**Goal a**
For each statement below, say whether it agrees with the passage on the Strokes single "The End Has No End," answering yes or no and quoting the deciding words of the passage: (i) Gordon Raphael produced the song; (ii) the song was the second single from Room on Fire; (iii) the Alexandra Palace performance was released as the band's first live album.

Single by The Strokes

from the album Room on Fire
- B-side: "Clampdown" (Live)
- Released: November 1, 2004
- Genre: Garage rock, new wave
- Length: 3:07
- Label: RCA
- Songwriter: Julian Casablancas
- Producer: Gordon Raphael

The Strokes singles chronology
| "Reptilia" (2004) | "The End Has No End" (2004) | "Juicebox" (2005) |

= The End Has No End =

2004 single by the Strokes

"The End Has No End" is a song by American rock band the Strokes. It was released as the third and final single from their second studio album, Room on Fire (2003) on November 1, 2004. The song was written by Julian Casablancas and produced by Gordon Raphael. The B-side to the single is a cover of the Clash song "Clampdown", recorded from a live performance at London's Alexandra Palace. The Alexandra Palace performance was intended to be the Strokes' first live album, but was scrapped due to poor sound quality.

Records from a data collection
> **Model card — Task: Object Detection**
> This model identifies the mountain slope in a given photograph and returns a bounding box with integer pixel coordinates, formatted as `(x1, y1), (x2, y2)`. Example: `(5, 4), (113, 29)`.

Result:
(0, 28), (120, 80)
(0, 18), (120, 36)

**Goal b**
Count the lines of the records above that contain the string "Example", with case counting, and give only the number.

**Exercise result a**
(i) Yes: "produced by Gordon Raphael"
(ii) No: "released as the third and final single"
(iii) No: "was scrapped due to poor sound quality"

**Exercise result b**
1